◆ **THE TASK**
Transcribe all the entries word for word, omitting any pictures they contain.

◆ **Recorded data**
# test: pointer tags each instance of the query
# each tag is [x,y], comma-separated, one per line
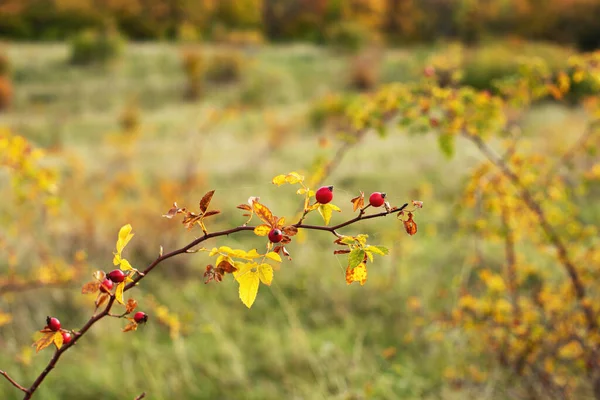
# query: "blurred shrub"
[364,72]
[96,47]
[225,67]
[6,92]
[348,36]
[193,67]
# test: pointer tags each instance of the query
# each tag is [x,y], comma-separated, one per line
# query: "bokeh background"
[112,110]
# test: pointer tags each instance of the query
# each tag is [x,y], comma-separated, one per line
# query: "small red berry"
[116,275]
[324,195]
[377,199]
[67,337]
[106,286]
[275,235]
[53,323]
[140,317]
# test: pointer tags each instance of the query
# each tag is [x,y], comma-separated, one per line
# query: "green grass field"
[308,336]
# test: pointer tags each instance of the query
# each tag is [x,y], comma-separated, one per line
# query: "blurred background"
[112,110]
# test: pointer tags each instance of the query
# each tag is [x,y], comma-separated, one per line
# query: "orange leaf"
[263,213]
[130,306]
[90,287]
[206,201]
[358,202]
[44,341]
[410,225]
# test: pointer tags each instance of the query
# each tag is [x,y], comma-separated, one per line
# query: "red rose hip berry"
[53,323]
[275,235]
[377,199]
[67,337]
[116,276]
[106,286]
[140,317]
[324,195]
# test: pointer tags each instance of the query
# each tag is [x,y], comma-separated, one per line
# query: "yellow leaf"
[58,339]
[119,292]
[294,177]
[125,236]
[262,230]
[44,341]
[130,306]
[326,210]
[90,287]
[358,274]
[249,282]
[279,180]
[273,256]
[125,266]
[265,273]
[206,201]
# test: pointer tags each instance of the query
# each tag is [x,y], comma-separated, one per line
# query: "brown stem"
[185,249]
[552,235]
[14,383]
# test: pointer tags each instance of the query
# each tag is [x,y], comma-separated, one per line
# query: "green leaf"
[381,250]
[446,143]
[355,257]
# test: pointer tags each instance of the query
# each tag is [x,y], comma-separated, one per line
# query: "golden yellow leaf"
[101,299]
[206,201]
[125,236]
[279,180]
[262,230]
[90,287]
[249,282]
[130,306]
[125,266]
[263,213]
[119,292]
[273,256]
[358,274]
[358,202]
[265,273]
[5,318]
[58,339]
[44,341]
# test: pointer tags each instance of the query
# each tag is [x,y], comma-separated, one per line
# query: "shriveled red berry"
[377,199]
[106,286]
[275,235]
[324,195]
[140,317]
[67,337]
[116,276]
[53,323]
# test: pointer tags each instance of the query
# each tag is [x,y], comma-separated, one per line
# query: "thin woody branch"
[184,250]
[14,383]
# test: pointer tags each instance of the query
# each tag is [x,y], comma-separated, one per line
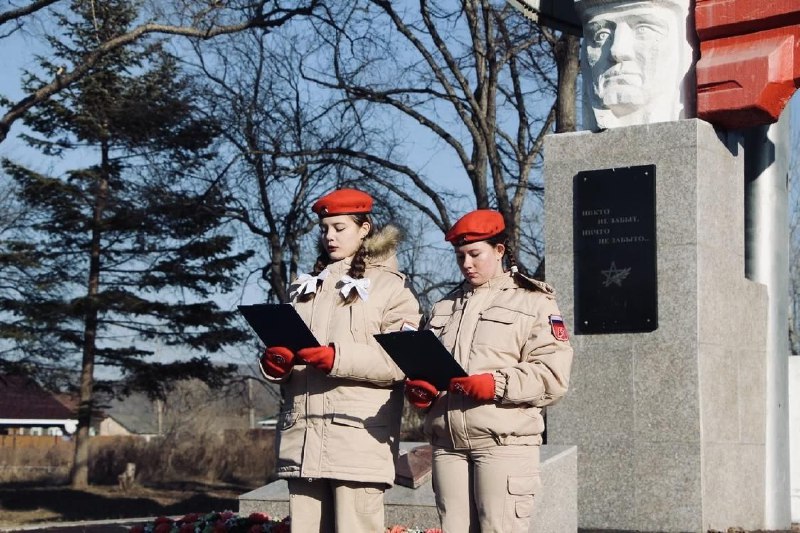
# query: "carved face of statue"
[636,57]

◆ **SOLUTION TO THIS EXERCISE**
# test: pointer tags each instance of the query
# each tag is [x,y], comma-separated, one per line
# query: "blurred shrub"
[364,72]
[96,47]
[225,67]
[6,92]
[348,36]
[193,67]
# test: pointer tags each instance of the query
# each tag is [x,y], comma-separated, one per line
# query: "bokeh background"
[112,110]
# test: pointer tags each instance of the query
# each tag is [x,y], comma-separated, one per line
# query: "small red berry"
[116,275]
[324,195]
[377,199]
[67,337]
[106,286]
[275,235]
[53,323]
[140,317]
# test: pointer tags each instance of the query
# each tag is [x,y], comma-separated, one per line
# query: "green grass field"
[308,336]
# test: pointer tags each instance of the query
# each tag is [x,y], comma-separated, one per line
# query: "blurred background"
[112,110]
# test: pointer tags each instance of the query
# each tag is [x,y], comma-separated, one per line
# query: "orange leaf"
[263,213]
[130,306]
[90,287]
[206,201]
[358,202]
[44,341]
[410,225]
# test: pointer tags each instance of the query
# each tag is [x,y], comma-separated, one per line
# query: "red rose hip berry"
[53,323]
[275,235]
[377,199]
[67,337]
[116,276]
[106,286]
[140,317]
[324,195]
# test: pointer tags each instance of the query
# each tag is [x,y], comma-separated, one per line
# query: "yellow leaf"
[58,339]
[119,292]
[294,177]
[125,236]
[262,230]
[44,341]
[130,306]
[326,210]
[90,287]
[358,274]
[249,282]
[279,180]
[273,256]
[125,266]
[265,273]
[206,201]
# test: pointer tags each instance of the query
# each tag is [x,y], comma-separated, one per line
# query: "brown stem"
[185,249]
[552,235]
[14,383]
# test: pointer tags each instance of the query
# each tag is [x,y], comma-separated, one per line
# query: "green leaf"
[381,250]
[446,143]
[355,257]
# test: pointer tags each instance of the query
# each tag is [x,y], comma-separated, one per line
# query: "golden yellow leaf"
[101,299]
[206,201]
[125,236]
[279,180]
[262,230]
[90,287]
[249,282]
[130,306]
[125,266]
[263,213]
[119,292]
[273,256]
[358,274]
[358,202]
[265,273]
[5,318]
[58,339]
[44,341]
# test: pointer tags each instance of the query
# each tag is [x,y], comma-separated, one per line
# query: "shriveled red berry"
[377,199]
[106,286]
[275,235]
[324,195]
[140,317]
[67,337]
[116,276]
[53,323]
# test: pointer tags each instance of the query
# each tag is [x,y], comma-separated, one per line
# query: "thin woody branch"
[184,250]
[14,383]
# test: pointer tags each instance of the query
# each tag is [x,y], comma-separated, one per line
# query: "carved face of statue"
[636,57]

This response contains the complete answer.